- **Exercise inputs**:
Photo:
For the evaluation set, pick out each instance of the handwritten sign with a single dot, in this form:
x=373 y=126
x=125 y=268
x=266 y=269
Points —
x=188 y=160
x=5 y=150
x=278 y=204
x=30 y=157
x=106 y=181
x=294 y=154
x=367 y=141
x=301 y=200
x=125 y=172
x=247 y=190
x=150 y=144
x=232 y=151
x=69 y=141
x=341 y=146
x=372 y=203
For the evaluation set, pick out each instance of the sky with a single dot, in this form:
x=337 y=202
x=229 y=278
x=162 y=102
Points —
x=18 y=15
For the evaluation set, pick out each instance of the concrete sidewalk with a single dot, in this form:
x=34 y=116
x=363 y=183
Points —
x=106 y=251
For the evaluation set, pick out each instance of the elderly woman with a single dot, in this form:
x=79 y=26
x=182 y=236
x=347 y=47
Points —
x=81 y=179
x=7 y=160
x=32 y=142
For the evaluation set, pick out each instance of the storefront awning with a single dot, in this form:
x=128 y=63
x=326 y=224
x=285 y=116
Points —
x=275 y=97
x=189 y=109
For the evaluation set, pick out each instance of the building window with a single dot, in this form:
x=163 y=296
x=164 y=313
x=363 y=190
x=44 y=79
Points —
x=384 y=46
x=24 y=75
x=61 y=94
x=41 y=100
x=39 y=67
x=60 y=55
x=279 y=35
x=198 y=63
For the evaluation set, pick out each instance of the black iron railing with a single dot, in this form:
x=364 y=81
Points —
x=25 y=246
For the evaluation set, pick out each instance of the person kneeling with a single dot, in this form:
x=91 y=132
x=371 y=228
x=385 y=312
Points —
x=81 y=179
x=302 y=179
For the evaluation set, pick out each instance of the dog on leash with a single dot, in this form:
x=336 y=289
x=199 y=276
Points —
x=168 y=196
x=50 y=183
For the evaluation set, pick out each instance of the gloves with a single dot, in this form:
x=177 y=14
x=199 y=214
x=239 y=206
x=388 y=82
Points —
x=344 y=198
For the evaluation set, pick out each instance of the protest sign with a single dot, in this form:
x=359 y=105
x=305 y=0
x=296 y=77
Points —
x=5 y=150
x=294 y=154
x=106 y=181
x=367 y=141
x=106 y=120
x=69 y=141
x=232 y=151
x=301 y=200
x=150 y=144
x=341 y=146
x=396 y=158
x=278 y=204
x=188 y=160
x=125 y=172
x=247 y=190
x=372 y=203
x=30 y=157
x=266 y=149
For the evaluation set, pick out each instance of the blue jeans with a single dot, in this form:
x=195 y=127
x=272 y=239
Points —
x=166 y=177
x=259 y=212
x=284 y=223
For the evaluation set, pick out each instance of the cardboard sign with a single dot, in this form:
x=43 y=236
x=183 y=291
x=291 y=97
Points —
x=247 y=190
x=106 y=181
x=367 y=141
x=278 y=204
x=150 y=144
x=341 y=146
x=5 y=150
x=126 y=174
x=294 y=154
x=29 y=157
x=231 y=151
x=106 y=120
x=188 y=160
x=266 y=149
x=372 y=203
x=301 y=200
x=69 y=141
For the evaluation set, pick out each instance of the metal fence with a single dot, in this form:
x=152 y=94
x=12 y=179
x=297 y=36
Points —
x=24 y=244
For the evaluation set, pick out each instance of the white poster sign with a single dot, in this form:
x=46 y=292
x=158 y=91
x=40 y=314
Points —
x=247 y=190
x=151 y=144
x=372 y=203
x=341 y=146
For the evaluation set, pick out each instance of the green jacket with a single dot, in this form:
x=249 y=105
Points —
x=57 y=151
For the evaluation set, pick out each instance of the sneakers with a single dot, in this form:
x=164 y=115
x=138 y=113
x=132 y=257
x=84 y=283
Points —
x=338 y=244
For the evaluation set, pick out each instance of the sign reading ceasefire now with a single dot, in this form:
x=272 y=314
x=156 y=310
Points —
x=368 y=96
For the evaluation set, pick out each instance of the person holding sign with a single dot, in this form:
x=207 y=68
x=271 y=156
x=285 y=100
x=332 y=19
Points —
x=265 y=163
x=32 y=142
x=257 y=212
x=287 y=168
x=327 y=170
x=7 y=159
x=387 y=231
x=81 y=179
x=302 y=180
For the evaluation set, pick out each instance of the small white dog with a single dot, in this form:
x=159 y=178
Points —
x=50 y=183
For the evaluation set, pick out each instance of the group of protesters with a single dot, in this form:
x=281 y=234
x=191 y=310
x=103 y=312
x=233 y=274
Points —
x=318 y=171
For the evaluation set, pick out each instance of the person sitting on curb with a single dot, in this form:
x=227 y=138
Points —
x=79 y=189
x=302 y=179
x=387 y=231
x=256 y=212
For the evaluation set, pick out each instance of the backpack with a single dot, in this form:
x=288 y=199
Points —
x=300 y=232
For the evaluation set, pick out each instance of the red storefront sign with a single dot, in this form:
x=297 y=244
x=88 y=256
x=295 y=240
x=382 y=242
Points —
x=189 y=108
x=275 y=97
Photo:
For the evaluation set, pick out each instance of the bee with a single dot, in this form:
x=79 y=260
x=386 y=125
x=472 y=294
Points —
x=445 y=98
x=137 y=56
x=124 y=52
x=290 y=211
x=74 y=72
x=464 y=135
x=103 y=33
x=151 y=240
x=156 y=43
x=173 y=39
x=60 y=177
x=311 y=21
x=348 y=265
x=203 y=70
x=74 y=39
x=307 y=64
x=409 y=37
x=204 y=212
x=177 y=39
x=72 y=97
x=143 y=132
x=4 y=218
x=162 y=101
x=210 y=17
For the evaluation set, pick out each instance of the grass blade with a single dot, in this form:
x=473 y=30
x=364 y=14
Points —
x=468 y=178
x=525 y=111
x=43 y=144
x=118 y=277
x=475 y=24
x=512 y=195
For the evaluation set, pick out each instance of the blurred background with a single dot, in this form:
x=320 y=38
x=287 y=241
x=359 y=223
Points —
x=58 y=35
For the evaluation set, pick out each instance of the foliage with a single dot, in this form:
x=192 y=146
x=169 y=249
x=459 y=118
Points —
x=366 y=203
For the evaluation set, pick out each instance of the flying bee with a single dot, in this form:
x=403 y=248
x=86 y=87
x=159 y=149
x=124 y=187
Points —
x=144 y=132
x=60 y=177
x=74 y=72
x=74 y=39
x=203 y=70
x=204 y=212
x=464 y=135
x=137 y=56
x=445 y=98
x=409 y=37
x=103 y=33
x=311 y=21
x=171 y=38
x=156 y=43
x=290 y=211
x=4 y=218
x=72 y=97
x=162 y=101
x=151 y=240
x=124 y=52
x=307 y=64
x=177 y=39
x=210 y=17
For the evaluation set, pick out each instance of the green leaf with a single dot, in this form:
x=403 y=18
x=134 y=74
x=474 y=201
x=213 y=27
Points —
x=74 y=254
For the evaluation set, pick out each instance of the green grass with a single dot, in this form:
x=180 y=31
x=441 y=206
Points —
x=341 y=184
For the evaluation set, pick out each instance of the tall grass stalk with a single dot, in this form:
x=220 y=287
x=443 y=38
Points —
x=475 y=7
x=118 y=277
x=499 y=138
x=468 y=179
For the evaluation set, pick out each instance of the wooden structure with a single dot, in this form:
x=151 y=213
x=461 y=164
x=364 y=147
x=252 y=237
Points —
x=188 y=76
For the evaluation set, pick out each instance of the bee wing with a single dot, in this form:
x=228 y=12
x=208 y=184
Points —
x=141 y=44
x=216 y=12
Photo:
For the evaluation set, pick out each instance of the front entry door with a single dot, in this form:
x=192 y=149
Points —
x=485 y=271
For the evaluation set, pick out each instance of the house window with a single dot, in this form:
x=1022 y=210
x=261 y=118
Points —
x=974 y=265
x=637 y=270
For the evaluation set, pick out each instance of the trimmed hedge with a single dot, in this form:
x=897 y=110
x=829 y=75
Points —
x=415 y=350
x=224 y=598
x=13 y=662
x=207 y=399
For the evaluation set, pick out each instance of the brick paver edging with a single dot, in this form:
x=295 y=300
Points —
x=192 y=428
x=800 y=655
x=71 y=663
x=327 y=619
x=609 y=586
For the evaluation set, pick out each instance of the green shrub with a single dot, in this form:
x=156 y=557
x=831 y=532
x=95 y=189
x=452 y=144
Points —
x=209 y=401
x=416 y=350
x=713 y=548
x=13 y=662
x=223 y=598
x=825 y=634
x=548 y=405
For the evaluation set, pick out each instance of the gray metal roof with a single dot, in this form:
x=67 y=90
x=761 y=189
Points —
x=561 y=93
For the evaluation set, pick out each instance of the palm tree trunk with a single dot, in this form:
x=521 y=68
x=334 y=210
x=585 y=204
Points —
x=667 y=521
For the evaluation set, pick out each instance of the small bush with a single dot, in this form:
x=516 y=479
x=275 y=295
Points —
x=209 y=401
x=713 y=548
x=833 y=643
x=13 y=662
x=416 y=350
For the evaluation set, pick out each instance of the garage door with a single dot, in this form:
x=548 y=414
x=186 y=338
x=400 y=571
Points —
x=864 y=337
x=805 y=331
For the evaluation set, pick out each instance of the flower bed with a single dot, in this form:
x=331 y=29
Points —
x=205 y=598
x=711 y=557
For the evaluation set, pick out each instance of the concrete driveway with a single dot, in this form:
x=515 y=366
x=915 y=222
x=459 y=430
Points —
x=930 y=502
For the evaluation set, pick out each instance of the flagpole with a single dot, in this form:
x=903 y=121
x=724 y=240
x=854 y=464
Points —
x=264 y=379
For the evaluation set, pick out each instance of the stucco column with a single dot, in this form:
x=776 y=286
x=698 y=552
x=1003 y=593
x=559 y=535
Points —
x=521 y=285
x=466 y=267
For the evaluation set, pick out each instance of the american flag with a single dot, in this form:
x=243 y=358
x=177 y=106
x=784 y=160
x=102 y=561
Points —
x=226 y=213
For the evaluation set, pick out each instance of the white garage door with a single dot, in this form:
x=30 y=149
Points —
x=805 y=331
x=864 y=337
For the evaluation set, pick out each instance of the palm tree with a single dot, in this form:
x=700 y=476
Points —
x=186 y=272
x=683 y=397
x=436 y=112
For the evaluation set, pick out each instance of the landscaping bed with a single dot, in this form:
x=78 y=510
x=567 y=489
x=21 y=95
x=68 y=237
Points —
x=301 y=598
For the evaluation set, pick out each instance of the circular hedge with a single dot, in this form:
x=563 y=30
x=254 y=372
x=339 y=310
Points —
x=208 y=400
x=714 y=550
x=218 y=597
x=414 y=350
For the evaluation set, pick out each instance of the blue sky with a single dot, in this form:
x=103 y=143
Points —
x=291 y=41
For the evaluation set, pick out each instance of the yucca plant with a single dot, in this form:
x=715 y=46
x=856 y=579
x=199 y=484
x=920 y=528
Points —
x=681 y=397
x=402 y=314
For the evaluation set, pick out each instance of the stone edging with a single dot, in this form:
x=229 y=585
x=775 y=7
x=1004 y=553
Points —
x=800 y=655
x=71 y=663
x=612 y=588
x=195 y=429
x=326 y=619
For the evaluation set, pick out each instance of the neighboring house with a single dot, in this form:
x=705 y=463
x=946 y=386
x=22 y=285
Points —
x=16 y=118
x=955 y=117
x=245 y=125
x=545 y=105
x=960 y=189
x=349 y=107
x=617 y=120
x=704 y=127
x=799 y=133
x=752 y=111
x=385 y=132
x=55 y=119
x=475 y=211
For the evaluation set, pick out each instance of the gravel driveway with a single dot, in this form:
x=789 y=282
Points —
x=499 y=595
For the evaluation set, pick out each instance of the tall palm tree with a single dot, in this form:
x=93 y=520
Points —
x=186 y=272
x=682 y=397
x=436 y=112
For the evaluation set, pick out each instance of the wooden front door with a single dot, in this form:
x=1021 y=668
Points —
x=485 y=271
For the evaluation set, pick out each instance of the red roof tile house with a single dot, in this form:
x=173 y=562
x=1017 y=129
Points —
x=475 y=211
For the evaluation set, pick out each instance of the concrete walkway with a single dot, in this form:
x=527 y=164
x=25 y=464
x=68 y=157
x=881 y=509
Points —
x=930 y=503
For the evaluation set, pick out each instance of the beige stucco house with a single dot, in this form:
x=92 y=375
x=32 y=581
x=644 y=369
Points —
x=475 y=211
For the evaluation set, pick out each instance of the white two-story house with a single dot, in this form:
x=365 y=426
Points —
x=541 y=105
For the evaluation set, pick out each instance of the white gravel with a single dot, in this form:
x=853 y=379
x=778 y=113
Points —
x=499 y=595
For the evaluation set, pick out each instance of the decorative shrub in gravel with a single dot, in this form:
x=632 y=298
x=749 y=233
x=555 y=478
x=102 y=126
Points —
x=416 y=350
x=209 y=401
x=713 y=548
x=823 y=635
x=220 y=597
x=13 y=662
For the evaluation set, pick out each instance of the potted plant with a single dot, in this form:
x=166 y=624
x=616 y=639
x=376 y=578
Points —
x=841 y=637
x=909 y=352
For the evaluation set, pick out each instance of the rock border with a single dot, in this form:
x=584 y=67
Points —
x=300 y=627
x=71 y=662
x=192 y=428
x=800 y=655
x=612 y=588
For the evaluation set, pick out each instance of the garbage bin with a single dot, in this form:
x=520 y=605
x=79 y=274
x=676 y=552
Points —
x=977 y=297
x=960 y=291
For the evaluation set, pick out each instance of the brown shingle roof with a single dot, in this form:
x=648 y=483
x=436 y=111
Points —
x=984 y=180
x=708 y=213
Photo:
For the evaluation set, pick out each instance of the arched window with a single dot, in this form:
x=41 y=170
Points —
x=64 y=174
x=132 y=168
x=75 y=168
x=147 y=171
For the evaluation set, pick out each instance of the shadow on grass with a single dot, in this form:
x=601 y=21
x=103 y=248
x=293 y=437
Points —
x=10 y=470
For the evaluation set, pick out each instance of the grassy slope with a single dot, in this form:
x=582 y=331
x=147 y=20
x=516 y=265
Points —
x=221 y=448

- **Set task**: Copy the stretch of the data above from the line containing "For the evaluation set, pick out each instance of the gloves" through the line containing "x=284 y=223", reproducing every line unchanged.

- **Result**:
For the evaluation set, pick out each instance of the gloves with a single dot, in this form:
x=177 y=14
x=199 y=214
x=239 y=206
x=388 y=82
Points —
x=344 y=198
For the evaluation set, pick out each instance of the protest sign with a single dot, in this form:
x=359 y=105
x=305 y=0
x=296 y=77
Points —
x=5 y=150
x=294 y=154
x=106 y=181
x=367 y=141
x=106 y=120
x=69 y=141
x=232 y=151
x=301 y=200
x=150 y=144
x=341 y=146
x=396 y=158
x=278 y=204
x=188 y=160
x=125 y=172
x=247 y=190
x=372 y=203
x=30 y=157
x=266 y=149
For the evaluation set, pick out each instance of the blue jeans with a single dot, in this form:
x=195 y=127
x=272 y=239
Points —
x=166 y=177
x=259 y=212
x=284 y=223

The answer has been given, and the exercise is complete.